:: PROMPT ::
Copy out the full listing below word for word, leaving out the pictures.
++++ DATASET EXCERPTS
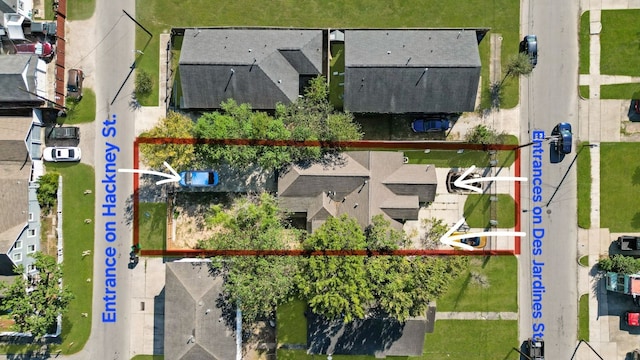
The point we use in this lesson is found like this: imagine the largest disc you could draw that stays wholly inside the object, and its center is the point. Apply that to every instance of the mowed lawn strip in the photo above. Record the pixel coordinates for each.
(619, 186)
(498, 295)
(78, 237)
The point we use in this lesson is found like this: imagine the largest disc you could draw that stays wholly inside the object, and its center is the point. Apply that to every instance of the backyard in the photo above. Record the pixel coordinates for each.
(501, 16)
(452, 339)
++++++++
:: THE REPLY ::
The point we use in this lesson is found like this: imagine the largest disc you could draw that stays wholly inside the object, and its center is the point. Apply that to every instance of the mowed lawn strip in the photo above. Record the pixel coordinates for each.
(619, 186)
(498, 295)
(78, 237)
The point we use in this lesson is found like this: imagine the largest disc you could draw that stays wholly inside the object, and its center is the point. Apply that to every instance of the backyard in the photo above. Record the pixel coordinates for each.
(501, 16)
(452, 339)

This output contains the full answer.